### RECORDS FOR THE EXERCISE ###

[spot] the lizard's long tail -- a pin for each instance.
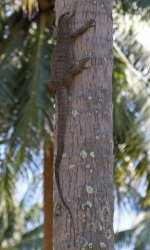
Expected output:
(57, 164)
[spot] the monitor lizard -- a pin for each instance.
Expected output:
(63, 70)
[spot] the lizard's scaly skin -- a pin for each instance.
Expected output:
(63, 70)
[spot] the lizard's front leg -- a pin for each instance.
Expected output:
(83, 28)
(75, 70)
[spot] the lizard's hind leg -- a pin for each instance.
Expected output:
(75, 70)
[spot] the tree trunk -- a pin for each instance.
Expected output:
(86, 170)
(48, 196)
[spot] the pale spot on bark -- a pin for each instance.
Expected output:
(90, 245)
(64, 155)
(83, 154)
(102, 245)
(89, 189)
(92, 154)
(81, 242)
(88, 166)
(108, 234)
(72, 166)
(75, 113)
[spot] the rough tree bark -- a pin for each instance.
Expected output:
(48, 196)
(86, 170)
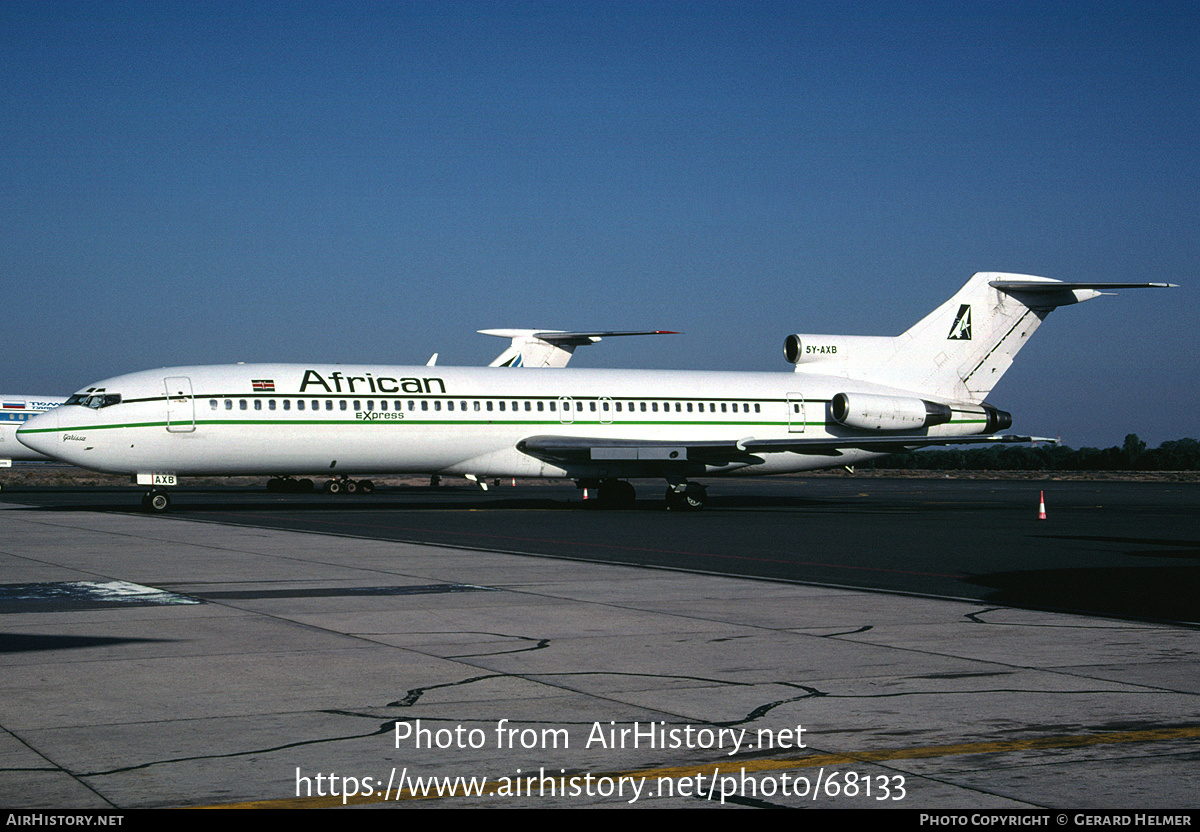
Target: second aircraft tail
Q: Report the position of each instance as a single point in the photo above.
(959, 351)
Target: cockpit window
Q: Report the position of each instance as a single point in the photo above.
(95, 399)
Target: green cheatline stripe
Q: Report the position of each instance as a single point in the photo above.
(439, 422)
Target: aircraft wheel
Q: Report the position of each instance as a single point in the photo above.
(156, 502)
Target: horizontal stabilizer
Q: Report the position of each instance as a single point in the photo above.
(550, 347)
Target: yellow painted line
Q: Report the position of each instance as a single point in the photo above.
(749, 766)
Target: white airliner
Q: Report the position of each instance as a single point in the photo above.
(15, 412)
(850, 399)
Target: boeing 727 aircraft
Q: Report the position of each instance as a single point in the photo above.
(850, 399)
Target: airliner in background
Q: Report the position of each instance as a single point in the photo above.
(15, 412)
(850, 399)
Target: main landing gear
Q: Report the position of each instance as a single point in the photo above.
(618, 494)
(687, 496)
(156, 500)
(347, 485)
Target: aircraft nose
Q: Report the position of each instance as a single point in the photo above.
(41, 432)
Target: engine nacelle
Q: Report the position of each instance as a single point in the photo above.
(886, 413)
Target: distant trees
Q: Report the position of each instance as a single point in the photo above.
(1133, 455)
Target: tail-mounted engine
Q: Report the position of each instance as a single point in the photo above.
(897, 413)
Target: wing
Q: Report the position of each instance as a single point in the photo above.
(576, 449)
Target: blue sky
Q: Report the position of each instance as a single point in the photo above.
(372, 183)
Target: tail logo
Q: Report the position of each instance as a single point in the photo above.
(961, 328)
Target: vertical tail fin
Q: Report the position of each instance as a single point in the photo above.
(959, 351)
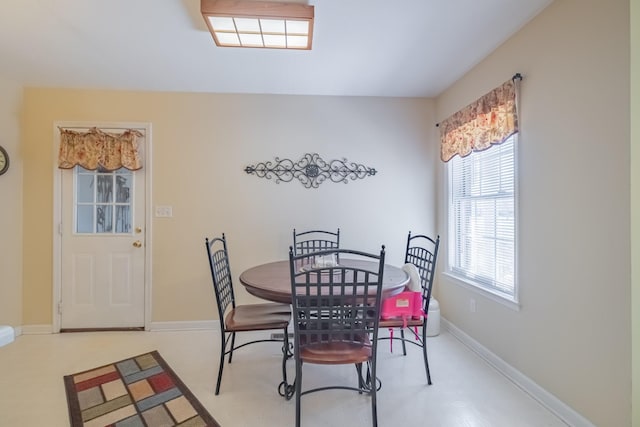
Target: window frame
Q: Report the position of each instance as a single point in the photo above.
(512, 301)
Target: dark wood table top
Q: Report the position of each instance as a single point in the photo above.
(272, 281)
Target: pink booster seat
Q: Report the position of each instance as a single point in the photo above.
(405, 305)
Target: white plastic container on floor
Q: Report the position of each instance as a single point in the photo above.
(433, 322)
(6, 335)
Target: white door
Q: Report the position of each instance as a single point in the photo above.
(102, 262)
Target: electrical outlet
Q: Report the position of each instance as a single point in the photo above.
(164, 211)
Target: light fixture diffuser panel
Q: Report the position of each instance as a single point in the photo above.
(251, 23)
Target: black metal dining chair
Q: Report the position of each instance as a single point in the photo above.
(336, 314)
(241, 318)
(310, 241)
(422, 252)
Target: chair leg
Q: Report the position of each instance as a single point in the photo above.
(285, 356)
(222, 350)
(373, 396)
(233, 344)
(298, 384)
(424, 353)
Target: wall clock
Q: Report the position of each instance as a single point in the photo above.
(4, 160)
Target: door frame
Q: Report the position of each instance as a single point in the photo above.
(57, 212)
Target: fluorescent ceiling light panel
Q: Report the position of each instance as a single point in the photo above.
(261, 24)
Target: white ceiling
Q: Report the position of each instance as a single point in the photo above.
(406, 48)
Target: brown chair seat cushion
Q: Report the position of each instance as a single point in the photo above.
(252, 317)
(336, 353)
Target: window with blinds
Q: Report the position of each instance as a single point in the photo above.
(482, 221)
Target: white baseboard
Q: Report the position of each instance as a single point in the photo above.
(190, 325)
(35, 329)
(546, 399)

###

**WORK INSTRUCTIONS:**
Starting with the opening line of the listing, write out each line exactly until the line that contains "[spot] the pale" has been included; skip the pictures.

**RESULT OF THE TASK:**
[spot] the lizard's long tail -- a pin for each instance.
Expected output:
(57, 164)
[spot] the monitor lizard -- a pin for each instance.
Expected output:
(63, 70)
[spot] the lizard's scaly skin -- a pin for each instance.
Expected output:
(63, 70)
[spot] the lizard's front leg -- a pin for each instance.
Expected output:
(83, 28)
(75, 70)
[spot] the lizard's hind leg -- a pin for each instance.
Expected output:
(75, 70)
[spot] the tree trunk -- a pin for each instance.
Expected output:
(86, 170)
(48, 196)
[spot] the pale spot on bark -- a pin for each instance.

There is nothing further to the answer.